Podany tekst —
Gaz drożeje - wiedza już o tym wszystkim. Również wierni uczestniczący w życiu kościoła.
Od grudnia prawie cała Polska żyje wzrostem cen gazu. Coraz więcej przedsiębiorców, zwłaszcza z małych firm rodzinnych, informuje swoich klientów o podwyżkach cen towarów i usług. Wszystko z powodu właśnie cen gazu. Opozycja próbuje wykorzystuje ten kryzys, żeby podbić sobie sondaże. Dlatego odwiedza przerażonych przedsiębiorców i obwinia za wszystko rząd Prawa i Sprawiedliwości. Natomiast władza obwinia z tę sytuację Donalda Tuska, który nie sprzeciwił się budowie Nord Stream 2 i zrzuca odpowiedzialność na Unię Europejską.
Dlaczego gaz jest coraz droższy? Według ekspertów na ten problem składa się wiele czynników. Po pierwsze, Rosja, która manipuluje dostawami gazu. Po drugie, pandemia i reorganizacja gospodarki. Po trzecie, chwilowe problemy z OZE i odejście od atomu przez Niemcy. Czwarta i ostatnia rzecz, liberalizacja rynku gazowego w Europie, którą zweryfikował kryzys związany z pandemią. Dlatego w całej Unii Europejskiej ceny gazu wystrzeliły w górę - również w Polsce, gdzie klientów indywidualnych chroni jeszcze Urząd Regulacji Energetyki.
Problem jest złożony i na pewno nie ma jednego winnego. Kłótnie niczego nie zmienią. Zwykli obywatele muszą zmierzyć się teraz z kryzysem gazowym.

Dane —
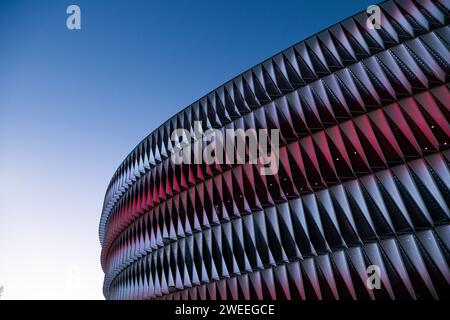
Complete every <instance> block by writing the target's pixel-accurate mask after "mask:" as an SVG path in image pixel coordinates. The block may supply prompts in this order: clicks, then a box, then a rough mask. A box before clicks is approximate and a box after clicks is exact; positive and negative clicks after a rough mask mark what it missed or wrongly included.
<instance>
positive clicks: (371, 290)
mask: <svg viewBox="0 0 450 320" xmlns="http://www.w3.org/2000/svg"><path fill="white" fill-rule="evenodd" d="M449 7H450V2H449V1H447V0H415V1H412V0H398V1H386V2H384V3H382V4H380V8H381V12H382V16H381V28H380V29H370V28H368V27H367V24H366V21H367V18H368V14H367V13H366V12H362V13H359V14H356V15H354V16H352V17H350V18H348V19H346V20H344V21H342V22H340V23H338V24H336V25H333V26H331V27H330V28H328V29H326V30H324V31H322V32H320V33H318V34H316V35H314V36H312V37H310V38H308V39H306V40H304V41H302V42H300V43H298V44H296V45H294V46H292V47H290V48H288V49H286V50H284V51H283V52H281V53H279V54H277V55H275V56H274V57H272V58H270V59H268V60H266V61H264V62H263V63H261V64H259V65H257V66H255V67H254V68H252V69H250V70H248V71H246V72H244V73H243V74H241V75H239V76H237V77H236V78H234V79H233V80H231V81H229V82H227V83H225V84H224V85H222V86H221V87H219V88H217V89H216V90H214V91H212V92H210V93H209V94H208V95H206V96H204V97H203V98H201V99H200V100H198V101H196V102H195V103H193V104H192V105H190V106H188V107H187V108H185V109H184V110H182V111H180V112H179V113H178V114H176V115H175V116H173V117H172V118H170V119H169V120H167V121H166V122H165V123H164V124H162V125H161V126H160V127H159V128H157V129H156V130H155V131H153V132H152V133H151V134H150V135H149V136H148V137H146V138H145V139H144V140H143V141H142V142H141V143H139V145H138V146H137V147H136V148H135V149H134V150H133V151H132V152H131V153H130V154H129V155H128V157H127V158H126V159H125V160H124V161H123V163H122V164H121V165H120V167H119V168H118V169H117V171H116V173H115V174H114V176H113V177H112V180H111V182H110V184H109V186H108V189H107V192H106V196H105V199H104V206H103V211H102V215H101V221H100V229H99V234H100V242H101V244H102V253H101V264H102V267H103V270H104V272H105V279H104V295H105V297H106V298H107V299H302V300H309V299H314V300H315V299H442V298H445V297H449V291H450V269H449V263H450V251H449V249H450V225H449V222H450V209H449V208H450V171H449V164H450V150H449V145H450V125H449V119H450V94H449V88H448V79H449V76H450V29H449V26H448V22H449V19H450V11H449ZM194 121H201V123H202V125H203V127H204V128H203V129H205V130H206V129H208V128H216V129H220V130H223V129H238V128H240V129H244V130H246V129H249V128H256V129H261V128H265V129H279V130H280V142H279V143H280V146H279V170H278V172H277V173H276V174H274V175H261V174H260V171H259V170H258V166H259V164H250V163H245V164H211V165H209V164H205V163H202V164H184V163H183V164H174V163H173V162H171V161H170V156H171V153H172V152H173V151H174V148H175V144H176V141H172V140H171V133H172V132H173V131H174V130H175V129H177V128H183V129H186V130H188V131H192V130H193V123H194ZM371 265H374V266H377V267H378V268H379V275H380V281H381V288H380V289H371V288H369V287H368V286H367V279H368V276H369V275H368V273H367V269H368V267H369V266H371Z"/></svg>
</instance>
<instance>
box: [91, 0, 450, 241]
mask: <svg viewBox="0 0 450 320" xmlns="http://www.w3.org/2000/svg"><path fill="white" fill-rule="evenodd" d="M380 6H381V8H382V12H383V16H382V19H383V22H384V23H383V24H382V26H381V29H378V30H376V29H375V30H370V32H369V30H368V29H367V27H366V24H365V22H366V19H367V15H366V13H360V14H358V15H355V16H353V17H352V18H349V19H347V20H345V21H343V22H341V23H339V24H336V25H334V26H333V27H330V28H329V29H327V30H325V31H323V32H321V33H319V34H317V35H314V36H313V37H311V38H309V39H307V40H305V41H303V42H300V43H299V44H297V45H295V46H293V47H291V48H289V49H287V50H285V51H283V52H282V53H280V54H278V55H276V56H275V57H273V58H271V59H269V60H267V61H265V62H264V63H262V64H260V65H258V66H256V67H254V68H253V69H251V70H249V71H247V72H246V73H244V74H242V75H240V76H238V77H237V78H235V79H234V80H232V81H230V82H228V83H227V84H225V85H223V86H222V87H220V88H218V89H217V90H215V91H213V92H211V93H210V94H209V95H207V96H205V97H204V98H202V99H200V100H199V101H198V102H196V103H194V104H192V105H191V106H189V107H188V108H186V109H185V110H183V111H182V112H180V113H179V114H177V115H176V116H174V117H173V118H172V119H170V120H169V121H167V122H166V123H165V124H164V125H162V126H161V127H160V128H159V129H157V130H155V131H154V132H153V133H152V134H150V135H149V136H148V137H147V138H146V139H144V140H143V141H142V142H141V143H140V144H139V145H138V146H137V147H136V148H135V149H134V151H133V152H132V153H131V154H130V155H129V156H128V157H127V159H126V160H125V161H124V162H123V163H122V165H121V166H120V167H119V169H118V170H117V172H116V173H115V175H114V176H113V178H112V180H111V183H110V185H109V187H108V190H107V193H106V196H105V201H104V208H103V213H102V218H101V223H100V229H99V232H100V241H101V242H102V243H103V240H104V235H105V227H106V224H107V220H108V217H109V214H110V210H111V209H112V208H113V206H114V203H115V201H117V199H119V198H120V197H121V194H122V193H123V192H124V191H125V190H127V189H128V187H129V186H130V185H132V184H133V182H134V181H136V179H138V178H139V177H140V176H141V175H142V174H143V173H145V171H146V170H148V169H150V168H151V167H154V166H156V165H157V164H158V163H159V162H160V161H162V160H163V159H165V158H167V156H168V152H170V139H169V135H170V130H169V129H170V126H175V127H184V128H190V127H191V126H192V121H194V120H195V119H200V117H203V118H205V119H207V120H208V121H205V125H207V126H210V127H212V126H215V127H217V126H221V125H223V124H226V123H227V122H229V121H231V120H232V119H236V118H239V117H241V116H242V115H243V114H246V113H248V112H251V111H252V110H254V109H257V108H259V107H260V106H262V105H265V104H266V103H267V102H270V101H274V100H276V99H278V98H279V97H280V96H283V95H285V94H286V93H287V92H291V91H293V90H296V89H298V88H300V87H303V86H304V85H306V84H309V83H311V82H314V81H317V80H318V79H321V78H323V77H324V76H326V75H329V74H331V73H333V72H335V71H338V70H340V69H342V68H344V67H345V66H349V65H351V64H354V63H356V62H358V61H359V60H362V59H364V58H367V57H369V56H372V55H373V54H375V53H377V52H380V51H384V50H385V49H387V48H389V47H392V46H394V45H396V44H398V43H402V42H404V41H406V40H408V39H412V38H415V37H417V36H418V35H421V34H424V33H426V32H427V31H430V30H434V29H436V28H438V27H439V26H443V25H446V24H447V20H448V18H449V4H448V1H445V0H442V1H395V2H394V1H387V2H385V3H383V4H381V5H380ZM446 32H448V31H445V30H444V34H443V35H440V37H441V38H444V39H445V38H448V36H447V35H446ZM432 43H433V41H432V42H431V44H430V48H433V44H432ZM439 49H441V48H439V47H438V48H436V47H435V48H434V50H435V52H442V51H441V50H439ZM413 57H416V53H415V54H414V55H413ZM409 60H410V58H409V59H408V61H407V63H406V66H409V65H410V64H409ZM444 61H445V60H444ZM389 67H390V66H389ZM419 68H420V67H419ZM396 69H398V67H397V68H396ZM393 70H395V69H393ZM399 74H402V73H401V72H400V73H399ZM400 80H401V79H400ZM419 82H420V80H419ZM414 85H415V84H414V83H413V87H414Z"/></svg>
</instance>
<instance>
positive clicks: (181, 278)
mask: <svg viewBox="0 0 450 320" xmlns="http://www.w3.org/2000/svg"><path fill="white" fill-rule="evenodd" d="M449 152H450V151H448V152H446V153H447V155H448V156H450V153H449ZM449 163H450V158H447V159H445V158H443V157H442V156H441V155H439V154H434V155H430V156H427V157H425V159H418V160H413V161H411V162H409V163H408V164H404V165H400V166H396V167H393V168H390V169H386V170H382V171H380V172H378V173H377V174H375V175H369V176H365V177H362V178H360V179H358V180H352V181H348V182H345V183H344V184H342V185H337V186H333V187H331V188H329V189H325V190H321V191H318V192H315V193H312V194H307V195H304V196H302V197H301V198H297V199H292V200H288V201H287V202H283V203H279V204H277V205H275V206H272V207H268V208H265V209H261V210H260V211H256V212H252V213H242V215H240V216H235V217H233V219H227V220H223V221H220V222H219V221H218V222H217V223H215V224H211V225H210V226H208V227H207V228H205V227H203V228H198V229H197V230H189V231H184V232H183V231H182V232H180V230H183V228H185V226H186V225H189V224H190V223H192V224H194V223H195V221H194V220H192V219H189V217H187V216H186V217H184V218H185V220H184V219H183V217H182V215H180V214H179V212H178V211H176V207H177V206H176V204H175V203H172V204H171V205H172V206H171V207H168V208H166V210H165V211H166V212H162V211H159V212H149V213H147V214H145V215H143V216H142V217H141V218H140V219H138V220H136V221H135V222H134V223H133V224H131V225H130V227H129V228H128V230H127V232H125V233H124V234H122V236H121V238H120V239H119V241H118V243H117V245H116V246H115V248H114V251H113V252H112V254H111V257H110V261H111V262H110V264H109V265H108V270H107V271H106V274H107V278H106V279H105V284H108V282H111V281H112V282H114V281H116V279H117V277H118V276H119V277H120V274H122V273H123V272H124V271H123V270H124V269H127V270H128V269H129V268H130V265H131V267H132V266H135V265H136V263H137V262H136V261H140V258H141V257H143V256H144V257H145V256H147V255H148V256H149V259H150V257H152V256H153V257H154V258H155V257H156V256H158V257H159V259H160V261H159V263H160V267H159V269H158V270H159V272H165V273H166V274H164V275H163V274H156V275H155V274H154V277H156V276H158V277H159V280H156V278H155V279H154V280H153V281H161V279H174V280H173V281H174V283H177V285H178V286H177V288H178V289H180V290H181V289H183V288H185V287H190V286H192V285H193V284H197V285H198V284H200V283H204V282H211V281H213V280H219V279H223V278H228V277H230V276H232V275H239V274H242V273H248V272H252V271H254V270H262V269H265V268H268V267H274V266H276V265H279V264H284V263H288V262H289V261H292V260H298V259H305V258H306V257H311V256H317V255H321V254H328V253H330V252H334V251H336V250H340V249H342V248H349V247H355V246H360V245H362V244H364V243H372V242H373V241H376V240H377V239H384V238H390V237H392V236H394V235H397V236H401V235H405V234H410V233H413V232H414V230H421V229H422V230H423V229H429V228H436V227H439V226H440V225H446V224H448V222H449V219H450V210H449V207H448V205H450V172H449V169H448V165H449ZM170 211H171V212H170ZM169 212H170V213H169ZM164 213H165V214H166V216H169V217H170V218H169V219H170V220H167V219H166V220H165V219H164ZM183 220H184V221H183ZM197 223H198V221H197ZM177 226H178V227H179V228H177ZM180 227H181V229H180ZM444 236H445V234H444ZM447 237H450V234H448V235H447ZM188 239H189V240H188ZM444 240H445V239H444ZM445 241H447V240H445ZM445 243H446V245H447V246H446V245H444V246H443V247H442V248H441V249H440V250H437V251H436V252H435V254H436V255H439V257H441V258H439V259H437V258H436V259H435V261H440V263H437V264H436V266H437V267H438V268H439V269H440V270H441V272H442V274H443V278H444V279H446V281H447V282H448V284H450V273H449V270H448V268H446V267H445V266H446V264H445V263H444V260H446V259H447V260H448V259H450V255H449V251H448V250H449V248H448V245H449V243H448V242H445ZM170 250H172V251H170ZM186 250H190V251H189V252H186ZM188 256H189V257H188ZM177 259H180V261H178V260H177ZM205 259H207V260H208V261H205ZM189 263H191V265H189V266H188V265H187V264H189ZM155 270H156V269H155ZM176 277H180V278H178V279H177V278H176ZM147 281H150V278H147ZM167 281H169V280H167ZM149 285H150V286H154V285H155V283H150V284H149Z"/></svg>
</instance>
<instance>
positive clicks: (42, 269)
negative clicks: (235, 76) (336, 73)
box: [0, 0, 376, 299]
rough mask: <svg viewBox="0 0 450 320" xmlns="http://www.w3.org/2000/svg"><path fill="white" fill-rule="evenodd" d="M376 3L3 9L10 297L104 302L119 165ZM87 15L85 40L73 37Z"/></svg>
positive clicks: (209, 0)
mask: <svg viewBox="0 0 450 320" xmlns="http://www.w3.org/2000/svg"><path fill="white" fill-rule="evenodd" d="M374 2H376V1H373V0H372V1H365V0H358V1H354V0H352V1H337V0H330V1H325V0H315V1H307V0H296V1H282V0H277V1H267V2H266V1H262V0H257V1H250V0H248V1H247V0H236V1H231V0H227V1H215V0H209V1H207V0H202V1H184V0H178V1H162V0H160V1H135V0H130V1H125V0H123V1H100V0H72V1H65V0H44V1H31V0H30V1H20V0H0V286H3V288H4V291H3V295H2V297H1V298H3V299H103V294H102V284H103V272H102V270H101V267H100V262H99V261H100V258H99V257H100V249H101V248H100V243H99V240H98V223H99V218H100V213H101V208H102V203H103V197H104V192H105V191H106V187H107V185H108V182H109V180H110V178H111V176H112V175H113V173H114V171H115V169H116V168H117V166H118V165H119V164H120V163H121V161H122V160H123V159H124V157H125V156H126V155H127V154H128V153H129V152H130V151H131V149H132V148H133V147H134V146H135V145H136V144H137V143H138V142H139V141H140V140H141V139H142V138H144V137H145V136H146V135H147V134H148V133H150V132H151V131H152V130H153V129H155V128H156V127H157V126H158V125H160V124H161V123H162V122H163V121H165V120H166V119H168V118H169V117H170V116H172V115H173V114H175V113H176V112H177V111H179V110H180V109H182V108H184V107H185V106H187V105H189V104H190V103H192V102H194V101H195V100H196V99H198V98H200V97H201V96H202V95H204V94H206V93H208V92H209V91H211V90H212V89H215V88H216V87H218V86H219V85H221V84H222V83H224V82H226V81H228V80H230V79H231V78H232V77H234V76H236V75H237V74H239V73H241V72H243V71H245V70H246V69H248V68H250V67H252V66H253V65H255V64H257V63H259V62H261V61H262V60H264V59H266V58H268V57H270V56H272V55H274V54H275V53H277V52H279V51H281V50H283V49H285V48H286V47H288V46H290V45H293V44H295V43H296V42H298V41H300V40H302V39H304V38H306V37H308V36H310V35H312V34H314V33H316V32H318V31H320V30H322V29H324V28H325V27H328V26H330V25H331V24H333V23H336V22H338V21H340V20H342V19H345V18H346V17H348V16H350V15H352V14H354V13H356V12H358V11H360V10H364V9H365V8H367V7H368V6H369V5H370V4H372V3H374ZM70 4H77V5H79V6H80V8H81V15H82V30H72V31H70V30H68V29H67V28H66V18H67V16H68V15H67V14H66V8H67V6H68V5H70Z"/></svg>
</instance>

Jak wykonać zadanie —
Zwróć dosłownie fragment tekstu o drożejącym gazie, zaczynając od „Gaz drożeje - wiedza” i ciągnąc aż do „na Unię Europejską.”.

Wykonane zadanie —
Gaz drożeje - wiedza już o tym wszystkim. Również wierni uczestniczący w życiu kościoła.
Od grudnia prawie cała Polska żyje wzrostem cen gazu. Coraz więcej przedsiębiorców, zwłaszcza z małych firm rodzinnych, informuje swoich klientów o podwyżkach cen towarów i usług. Wszystko z powodu właśnie cen gazu. Opozycja próbuje wykorzystuje ten kryzys, żeby podbić sobie sondaże. Dlatego odwiedza przerażonych przedsiębiorców i obwinia za wszystko rząd Prawa i Sprawiedliwości. Natomiast władza obwinia z tę sytuację Donalda Tuska, który nie sprzeciwił się budowie Nord Stream 2 i zrzuca odpowiedzialność na Unię Europejską.